#### Requirement
Reproduce the material starting at the line that contains "--detect fishing line --source image" and ending at the line that contains "[342,354,388,448]", changing "jacket" to "coat" and leaving everything else as it is.

---------------

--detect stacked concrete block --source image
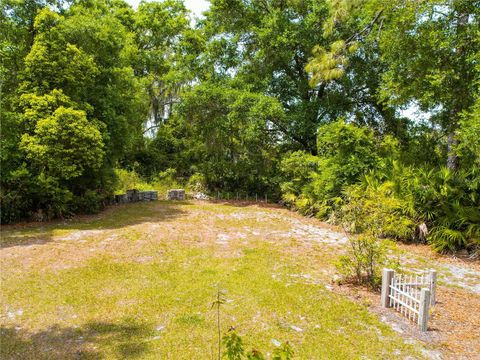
[167,189,185,200]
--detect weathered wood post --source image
[380,268,395,307]
[430,270,437,306]
[418,288,430,331]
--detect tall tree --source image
[310,0,480,169]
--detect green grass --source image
[0,202,428,359]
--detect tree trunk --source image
[447,131,458,171]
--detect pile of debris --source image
[167,189,185,200]
[115,189,158,204]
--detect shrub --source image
[336,175,419,240]
[222,328,293,360]
[115,169,152,194]
[187,173,208,193]
[71,190,108,214]
[337,235,387,289]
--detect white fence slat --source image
[381,269,436,331]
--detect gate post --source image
[418,288,430,331]
[380,268,395,307]
[430,270,437,306]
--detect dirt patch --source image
[330,285,480,360]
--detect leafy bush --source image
[336,175,419,240]
[187,172,208,193]
[71,190,109,214]
[222,328,293,360]
[115,169,152,194]
[337,235,387,289]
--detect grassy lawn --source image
[0,201,428,359]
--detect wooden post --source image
[418,288,430,331]
[380,269,395,307]
[430,270,437,306]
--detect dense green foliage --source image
[0,0,480,252]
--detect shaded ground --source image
[0,201,480,359]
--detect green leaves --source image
[20,107,104,180]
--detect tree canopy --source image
[0,0,480,253]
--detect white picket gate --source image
[381,269,437,331]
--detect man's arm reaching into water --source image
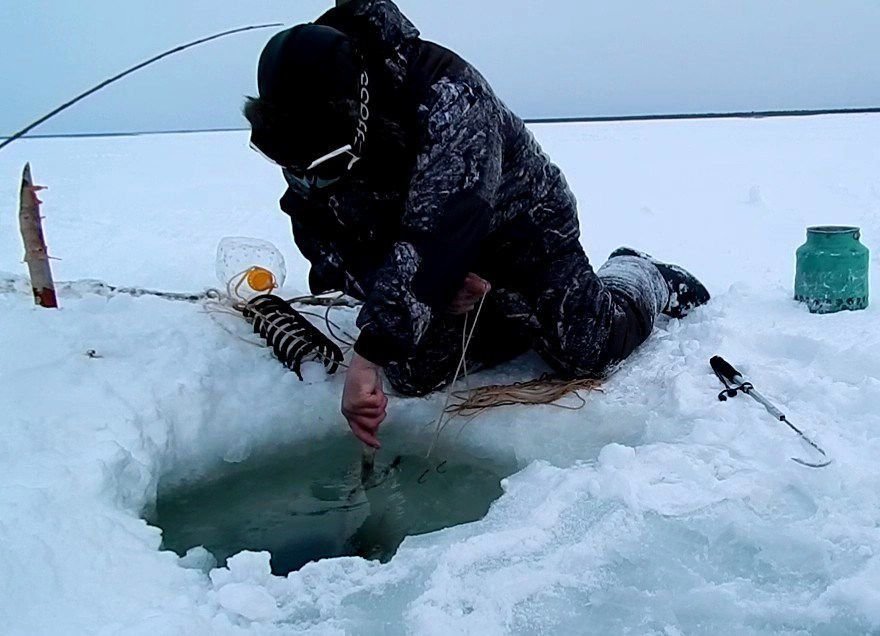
[342,80,502,446]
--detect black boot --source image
[608,247,709,318]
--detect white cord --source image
[425,295,486,459]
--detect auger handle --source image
[709,356,742,385]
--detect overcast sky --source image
[0,0,880,134]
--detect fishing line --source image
[0,22,284,150]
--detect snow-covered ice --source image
[0,115,880,635]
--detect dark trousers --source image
[385,246,669,395]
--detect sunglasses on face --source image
[251,142,360,190]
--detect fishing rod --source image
[709,356,831,468]
[0,22,284,150]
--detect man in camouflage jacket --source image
[245,0,708,446]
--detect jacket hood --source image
[315,0,419,83]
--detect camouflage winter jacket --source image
[281,0,578,365]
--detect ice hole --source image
[148,435,515,575]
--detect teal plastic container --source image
[794,225,869,314]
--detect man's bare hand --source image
[448,273,492,315]
[342,354,388,448]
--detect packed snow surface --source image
[0,115,880,635]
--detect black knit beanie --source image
[251,24,361,165]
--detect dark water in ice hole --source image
[148,436,515,575]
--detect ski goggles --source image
[251,142,361,191]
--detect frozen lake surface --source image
[0,115,880,636]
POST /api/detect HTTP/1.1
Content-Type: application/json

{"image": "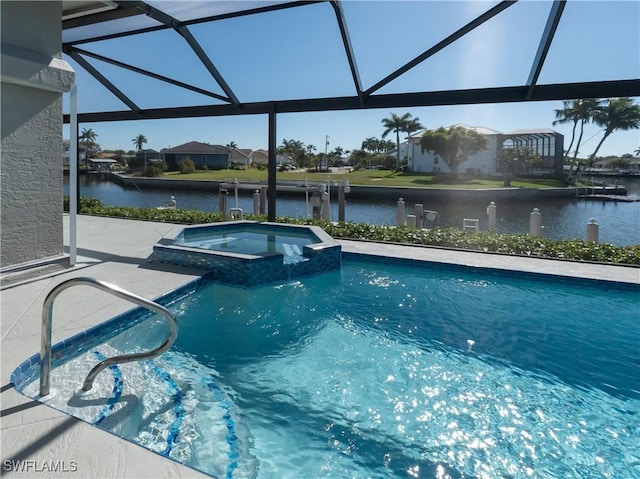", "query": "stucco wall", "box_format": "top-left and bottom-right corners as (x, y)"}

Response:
top-left (0, 0), bottom-right (74, 268)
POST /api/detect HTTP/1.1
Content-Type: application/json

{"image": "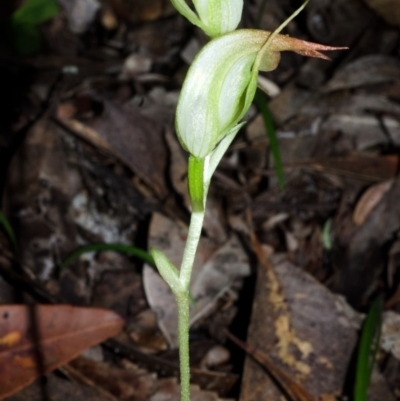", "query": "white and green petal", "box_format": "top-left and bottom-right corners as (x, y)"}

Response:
top-left (176, 29), bottom-right (346, 158)
top-left (193, 0), bottom-right (243, 38)
top-left (171, 0), bottom-right (243, 38)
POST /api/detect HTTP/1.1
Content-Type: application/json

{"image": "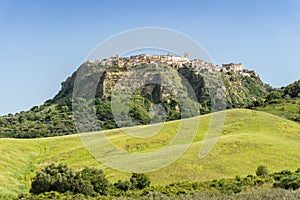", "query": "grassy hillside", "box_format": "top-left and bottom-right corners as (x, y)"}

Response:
top-left (0, 109), bottom-right (300, 197)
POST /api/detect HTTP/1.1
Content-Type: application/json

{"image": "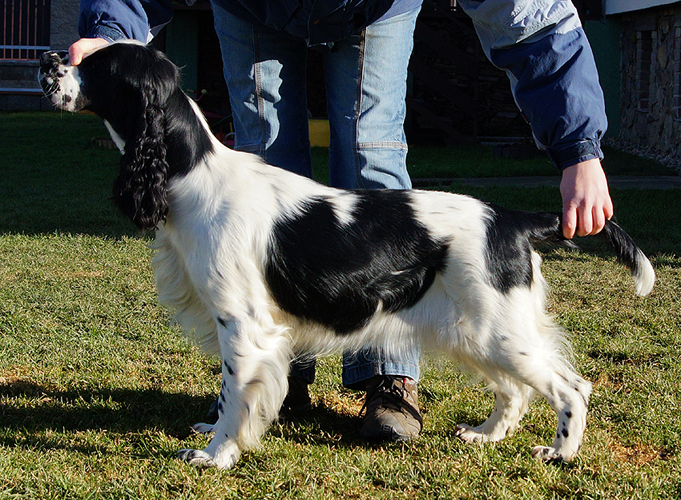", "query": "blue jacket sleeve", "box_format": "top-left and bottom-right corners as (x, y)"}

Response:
top-left (459, 0), bottom-right (607, 169)
top-left (490, 28), bottom-right (607, 170)
top-left (78, 0), bottom-right (173, 43)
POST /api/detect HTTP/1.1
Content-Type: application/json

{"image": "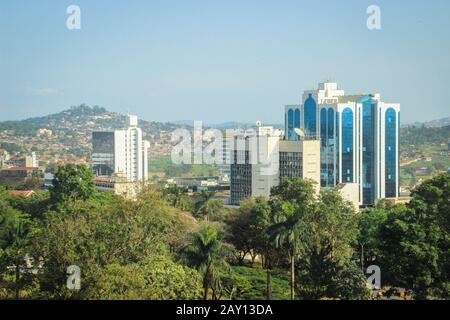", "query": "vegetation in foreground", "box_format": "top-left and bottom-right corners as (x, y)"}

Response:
top-left (0, 165), bottom-right (450, 299)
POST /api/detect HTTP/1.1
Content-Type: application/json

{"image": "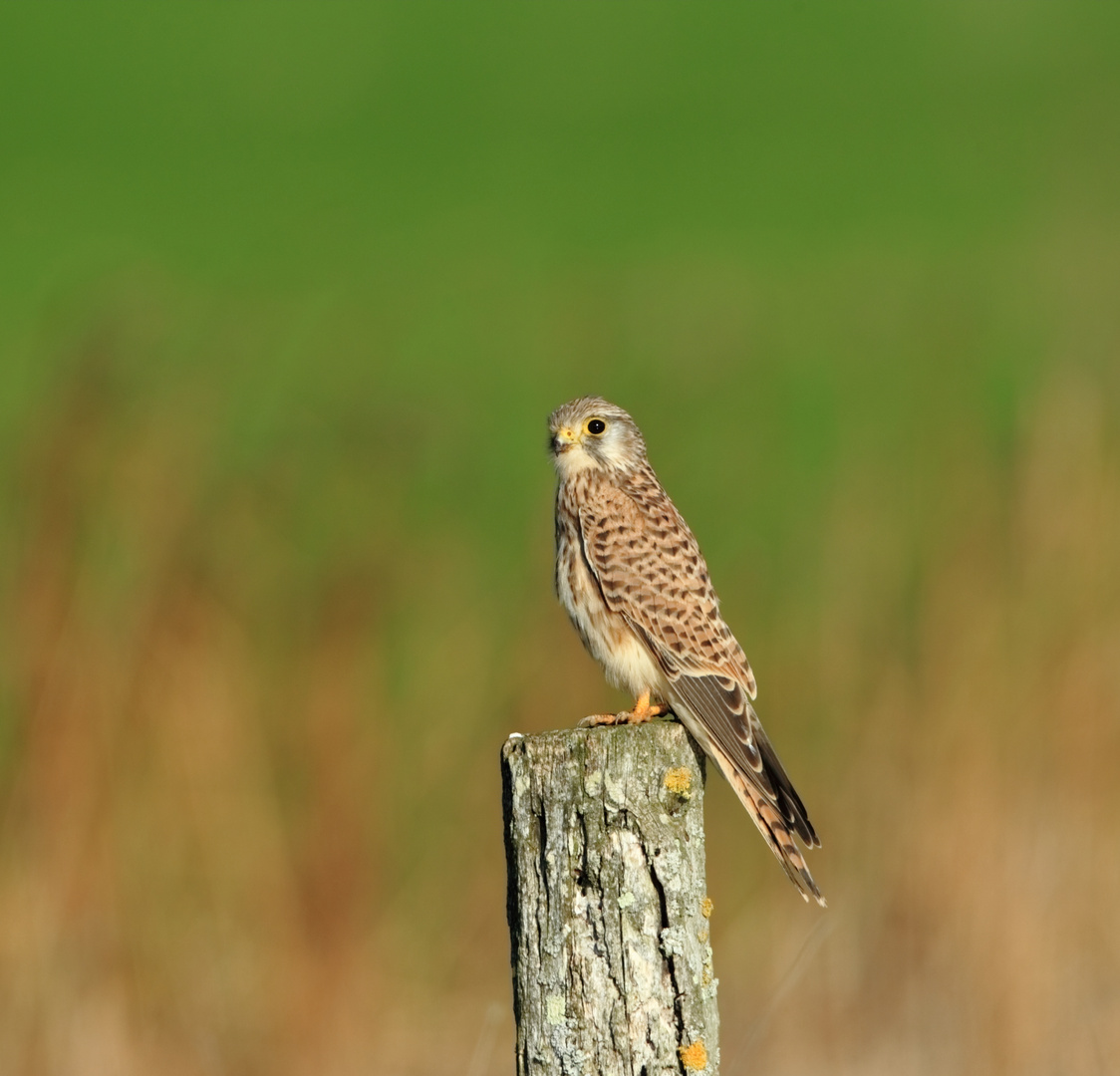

---------------

#### Solution for this task
--detect fishing line --source image
[0,22,284,150]
--detect snow-covered ice --source image
[0,115,880,635]
--detect dark trousers --source image
[385,246,669,395]
--detect sunglasses on face --source image
[251,142,360,190]
--detect fishing rod --source image
[709,356,831,468]
[0,22,284,150]
--detect man in camouflage coat --source image
[245,0,708,446]
--detect coat hood --source image
[315,0,419,83]
--detect camouflage winter coat --source image
[281,0,578,365]
--detect ice hole --source image
[148,435,515,575]
--detect teal plastic container --source image
[794,225,869,314]
--detect man's bare hand --source image
[448,273,492,315]
[342,354,388,448]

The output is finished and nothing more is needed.